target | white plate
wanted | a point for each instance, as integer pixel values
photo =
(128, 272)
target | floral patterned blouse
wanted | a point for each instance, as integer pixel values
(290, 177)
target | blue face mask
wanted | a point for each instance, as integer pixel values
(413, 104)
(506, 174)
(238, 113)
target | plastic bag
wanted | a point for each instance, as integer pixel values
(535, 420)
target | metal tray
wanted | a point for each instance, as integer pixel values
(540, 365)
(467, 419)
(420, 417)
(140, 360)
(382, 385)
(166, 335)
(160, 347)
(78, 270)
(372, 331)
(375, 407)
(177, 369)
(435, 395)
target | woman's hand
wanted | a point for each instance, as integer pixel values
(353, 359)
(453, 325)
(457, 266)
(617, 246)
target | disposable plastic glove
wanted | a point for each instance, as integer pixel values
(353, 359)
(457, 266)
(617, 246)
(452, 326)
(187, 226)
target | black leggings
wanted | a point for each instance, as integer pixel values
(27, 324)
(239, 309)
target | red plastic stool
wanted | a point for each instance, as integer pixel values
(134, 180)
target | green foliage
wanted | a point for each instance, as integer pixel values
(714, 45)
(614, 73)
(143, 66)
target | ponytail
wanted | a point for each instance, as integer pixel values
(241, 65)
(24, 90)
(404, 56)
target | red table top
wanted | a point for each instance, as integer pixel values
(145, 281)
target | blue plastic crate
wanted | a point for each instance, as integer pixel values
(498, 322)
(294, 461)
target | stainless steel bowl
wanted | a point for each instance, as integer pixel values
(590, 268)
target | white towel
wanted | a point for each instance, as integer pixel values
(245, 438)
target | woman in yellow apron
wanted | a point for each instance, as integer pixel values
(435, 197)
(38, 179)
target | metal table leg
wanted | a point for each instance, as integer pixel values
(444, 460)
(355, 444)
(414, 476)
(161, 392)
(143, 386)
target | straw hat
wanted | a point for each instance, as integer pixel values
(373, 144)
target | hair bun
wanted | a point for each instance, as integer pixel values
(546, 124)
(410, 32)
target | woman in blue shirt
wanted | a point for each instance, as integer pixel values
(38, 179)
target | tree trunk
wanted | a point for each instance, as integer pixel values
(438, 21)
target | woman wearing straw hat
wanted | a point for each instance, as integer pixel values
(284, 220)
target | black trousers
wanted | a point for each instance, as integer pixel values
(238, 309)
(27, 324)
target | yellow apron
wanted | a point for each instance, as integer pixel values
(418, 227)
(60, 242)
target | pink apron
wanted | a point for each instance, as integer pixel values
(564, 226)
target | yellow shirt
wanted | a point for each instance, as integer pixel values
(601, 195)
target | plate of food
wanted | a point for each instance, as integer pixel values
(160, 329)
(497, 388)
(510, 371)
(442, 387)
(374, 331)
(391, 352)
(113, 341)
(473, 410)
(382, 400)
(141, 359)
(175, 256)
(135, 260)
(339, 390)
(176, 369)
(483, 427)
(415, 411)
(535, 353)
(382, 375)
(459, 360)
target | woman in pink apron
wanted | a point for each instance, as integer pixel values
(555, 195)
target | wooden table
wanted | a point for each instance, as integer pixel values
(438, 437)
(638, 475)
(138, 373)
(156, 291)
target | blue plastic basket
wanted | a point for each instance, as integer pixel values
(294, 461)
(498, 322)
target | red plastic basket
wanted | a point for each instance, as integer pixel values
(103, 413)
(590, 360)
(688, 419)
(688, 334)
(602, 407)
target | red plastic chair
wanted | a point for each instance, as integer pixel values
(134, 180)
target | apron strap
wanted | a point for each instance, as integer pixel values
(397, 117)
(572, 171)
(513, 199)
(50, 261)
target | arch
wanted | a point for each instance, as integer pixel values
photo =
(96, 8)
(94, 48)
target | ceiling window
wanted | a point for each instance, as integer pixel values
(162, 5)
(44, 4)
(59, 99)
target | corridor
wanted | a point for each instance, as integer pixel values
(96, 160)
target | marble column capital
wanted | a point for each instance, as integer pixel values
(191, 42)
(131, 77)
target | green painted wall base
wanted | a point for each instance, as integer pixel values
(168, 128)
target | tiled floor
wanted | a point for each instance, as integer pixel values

____________________

TASK STATEMENT:
Nothing but lines that contain "basket" should appear in the answer. Copy each from the records.

ANSWER SPACE:
target | blue plastic basket
target | red plastic basket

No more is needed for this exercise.